* [What is expected]: Show every line of the entries below that contains the string "dark", matching its case exactly.

____________

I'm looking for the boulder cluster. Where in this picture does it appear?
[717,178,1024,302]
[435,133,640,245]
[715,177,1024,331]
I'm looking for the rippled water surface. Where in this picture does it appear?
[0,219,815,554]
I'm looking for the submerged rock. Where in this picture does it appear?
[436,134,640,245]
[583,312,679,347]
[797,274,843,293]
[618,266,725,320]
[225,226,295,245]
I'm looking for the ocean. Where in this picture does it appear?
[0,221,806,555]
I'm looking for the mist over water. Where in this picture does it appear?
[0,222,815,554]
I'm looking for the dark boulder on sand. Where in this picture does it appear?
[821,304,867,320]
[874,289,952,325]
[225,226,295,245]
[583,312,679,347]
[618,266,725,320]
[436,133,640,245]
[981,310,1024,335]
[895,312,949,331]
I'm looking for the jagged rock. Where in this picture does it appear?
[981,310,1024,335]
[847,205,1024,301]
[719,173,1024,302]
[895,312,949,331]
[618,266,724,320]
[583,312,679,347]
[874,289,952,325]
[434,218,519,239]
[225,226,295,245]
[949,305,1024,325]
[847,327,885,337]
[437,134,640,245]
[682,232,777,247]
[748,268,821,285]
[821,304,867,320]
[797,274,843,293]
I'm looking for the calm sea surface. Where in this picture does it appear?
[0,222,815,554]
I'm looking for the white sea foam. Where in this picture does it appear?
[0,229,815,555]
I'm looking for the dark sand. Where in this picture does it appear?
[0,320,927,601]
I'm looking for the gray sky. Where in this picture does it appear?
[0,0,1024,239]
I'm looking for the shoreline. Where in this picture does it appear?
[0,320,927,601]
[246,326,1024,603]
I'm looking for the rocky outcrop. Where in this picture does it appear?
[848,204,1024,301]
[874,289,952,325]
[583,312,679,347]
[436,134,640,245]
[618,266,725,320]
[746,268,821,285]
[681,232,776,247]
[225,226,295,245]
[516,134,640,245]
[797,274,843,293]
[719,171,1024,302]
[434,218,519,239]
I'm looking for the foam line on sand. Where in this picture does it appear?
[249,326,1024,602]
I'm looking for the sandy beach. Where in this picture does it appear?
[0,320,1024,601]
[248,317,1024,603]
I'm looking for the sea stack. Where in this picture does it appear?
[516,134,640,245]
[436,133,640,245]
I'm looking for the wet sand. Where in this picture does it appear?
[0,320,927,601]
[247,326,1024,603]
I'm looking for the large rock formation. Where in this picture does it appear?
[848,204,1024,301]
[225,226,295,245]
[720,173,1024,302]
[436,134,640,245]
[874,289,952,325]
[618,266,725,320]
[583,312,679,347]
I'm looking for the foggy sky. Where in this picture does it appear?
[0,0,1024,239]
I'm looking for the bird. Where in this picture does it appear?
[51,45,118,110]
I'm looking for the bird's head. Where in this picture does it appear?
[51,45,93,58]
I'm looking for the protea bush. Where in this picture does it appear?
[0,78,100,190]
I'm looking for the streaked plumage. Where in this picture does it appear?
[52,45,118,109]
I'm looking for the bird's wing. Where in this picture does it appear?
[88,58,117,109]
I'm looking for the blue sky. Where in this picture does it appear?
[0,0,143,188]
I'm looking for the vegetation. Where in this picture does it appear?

____________

* [Exercise response]:
I'm looking for the dark boulder on sand. Where in this picture does it appear?
I'm looking for the dark sand. Where in this picture does it appear?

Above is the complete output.